--- START OF Reading text ---
Table of borrowed Arabic consonants
| Distinct | Assimilated | Example |
|---|---|---|
| /θ/ | /s/ | Selasa 'Tuesday' |
| /ð/ | /z/ | izin 'permission' |
| /ðˤ/ | /z/, /l/ | zohor, lohor 'noon prayer' |
| /dˤ/ | /d/, /l/ | reda, rela 'willing' |
| /x/ | /k/, /h/ | khabar خَبَرْ [ˈkabar ~ ˈhabar], kabar [ˈkabar] 'news' |
| /ɣ/ | /ɡ/ (Indonesian) | logat 'dialect' (compare Malay loghat) |
| /q/ | /k/ | makam 'grave' |
| /ħ/ | /h/ | hakim حَاكِم [hakim] 'judge' |
| /ʕ/ | /ʔ/ | saat سَاعَة [sa.ʔat] 'second' |

===Nasal assimilation===
Important in the derivation of Malay verbs and nouns is the assimilation of the nasal consonant at the end of the derivational prefixes meng- //məŋ//, a verbal prefix, and peng- //pəŋ//, a nominal prefix.

The nasal segment is dropped before sonorant consonants (nasals //m, n, ɲ, ŋ//, liquids //l, r//, and approximants //w, j//). It is retained before and assimilates to obstruent consonants: labial //m// before labial //p, b//, alveolar //n// before alveolar //t, d//, post-alveolar //ɲ// before //tʃ, dʒ// and //s//, velar //ŋ// before other sounds (velar //k, ɡ//, glottal //h//, all vowels). (Note: This is the argument for the nasal being underlyingly //ŋ//: when there is no place for it to assimilate to, it surfaces as //ŋ//. Some treatments write it //N// to indicate that it has no place of articulation of its own, but this fails to explain its pronunciation before vowels.)

In addition, following voiceless obstruents, apart from //tʃ// (that is //p, t, s, k//), are dropped, except when before causative prefix per- where the first consonant is kept. This 'phoneme loss rule' manifests as a consonant mutation, often mnemonically termed as kaidah KPST ('KPST principle') in Indonesian.

| root | meaning | meng- derivation | meaning | peng- derivation | meaning |
|---|---|---|---|---|---|
| masak | cook | memasak | cooking | pemasak | cook (n) |
| nanti | late | menanti | waiting | penanti | one who waits |
| layang | kite | melayang | hovering, drifting |  |  |
| rampas | confiscated | merampas | snatch | perampas | confiscator |
| beli | buy | membeli | buying | pembeli | buyer |
| dukung | support | mendukung | supporting | pendukung | supporter |
| jawab | answer | menjawab | replying | penjawab | answerer |
| gulung | roll | menggulung | rolling | penggulung | roller |
| hantar | send | menghantar | sending | penghantar | sender |
| ajar | teach | mengajar | teaching | pengajar | teacher |
| isi | volume | mengisi | filling | pengisi | filler |
| pilih | choose | memilih | choosing | pemilih | chooser |
| tulis | write | menulis | writing | penulis | writer |
| cabut | pull out | mencabut | pulling out | pencabut | puller |
| kenal | notable | mengenal | knowing (a person) | pengenal | identifier |
| surat | letter | menyurat | correspond | penyurat | correspondent |

==Vowels==
It is usually said that there are six vowels in Standard Malay and Indonesian. These six vowels are shown in the table below. However, other analyses set up a system with other vowels, particularly the open-mid vowels and .
--- END OF Reading text ---
--- START OF Listed entries ---
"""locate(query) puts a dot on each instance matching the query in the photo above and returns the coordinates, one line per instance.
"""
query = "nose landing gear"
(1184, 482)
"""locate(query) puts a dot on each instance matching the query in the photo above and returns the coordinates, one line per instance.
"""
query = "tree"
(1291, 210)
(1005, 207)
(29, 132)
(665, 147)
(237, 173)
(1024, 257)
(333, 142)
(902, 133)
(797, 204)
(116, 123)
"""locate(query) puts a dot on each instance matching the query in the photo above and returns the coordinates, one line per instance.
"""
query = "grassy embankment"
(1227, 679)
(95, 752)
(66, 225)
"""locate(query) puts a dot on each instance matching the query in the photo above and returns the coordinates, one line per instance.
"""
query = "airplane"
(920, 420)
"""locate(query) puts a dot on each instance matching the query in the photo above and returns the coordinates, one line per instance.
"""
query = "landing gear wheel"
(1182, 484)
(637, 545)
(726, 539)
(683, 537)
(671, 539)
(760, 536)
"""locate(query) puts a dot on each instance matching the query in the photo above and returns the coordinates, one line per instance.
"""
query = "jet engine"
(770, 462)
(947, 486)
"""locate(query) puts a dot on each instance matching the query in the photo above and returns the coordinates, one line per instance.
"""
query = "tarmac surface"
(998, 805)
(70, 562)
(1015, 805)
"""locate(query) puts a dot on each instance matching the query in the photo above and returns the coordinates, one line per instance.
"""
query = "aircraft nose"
--- END OF Listed entries ---
● Tasks to complete
a. In the records, swap "nose landing gear" for "front landing gear" in everything from the start down to the line containing "(1184, 482)", including that line, and leave everything else unchanged.
b. Extend the text on Malay and Indonesian sounds by continuing it after its last sentence.
The text and the records have no connection to each other.

● Outputs
a.
"""locate(query) puts a dot on each instance matching the query in the photo above and returns the coordinates, one line per instance.
"""
query = "front landing gear"
(1184, 482)

b.
Vowel phonemes of Standard Malay and Indonesian
|  | Front | Central | Back |
|---|---|---|---|
| Close | i |  | u |
| Mid | e | ə | o |
| Open |  | a |  |

Notes
- As mentioned at the top of the page, one main source of variation in standard Malay pronunciation is in whether final /⟨a⟩/ in open final syllables of root morphemes (for example buka 'to open') is pronounced as //a// or as schwa //ə//. The former quality is employed by '//a//-varieties', found in Indonesian and those of Brunei, Sabah, Sarawak and northwestern Peninsular Malaysia (Kedah, Penang, Perlis), and the latter is employed by 'schwa-varieties' which is found in all the other parts of Peninsular Malaysia including the Malaysian capital, Kuala Lumpur and partly in Singapore. In schwa-varieties, /⟨a⟩/ of the penultimate syllable is also modified if it is followed by /⟨a⟩/, as in usaha /[u.sə.hə]/ 'effort'. This final /⟨a⟩/ difference is neutralized to //a// when a suffix that starts with a vowel is added on, so the word bacaan 'act of reading' (< baca 'to read' + -an) is pronounced as /[ba.t͡ʃa.ʔan]/ in both //a// and schwa-varieties even though the word baca by itself would be pronounced as /[ba.t͡ʃə]/ in schwa-varieties.
  - In schwa-varieties, as exceptions, final ⟨a⟩ in certain words are still pronounced as //a//. For example, bola 'ball' and juta 'million' are pronounced /[bo.la]/ and /[d͡ʒu.ta]/, not /*[bo.lə]/ and /*[d͡ʒu.tə]/. Included in words of this type are recent borrowings, such as carta /[t͡ʃa(r).ta]/ from English 'chart', and coinages that end with ⟨a⟩, such as tadika /[ta.di.ka]/ 'kindergarten', which is a portmanteau of taman didikan kanak-kanak 'children's education park'.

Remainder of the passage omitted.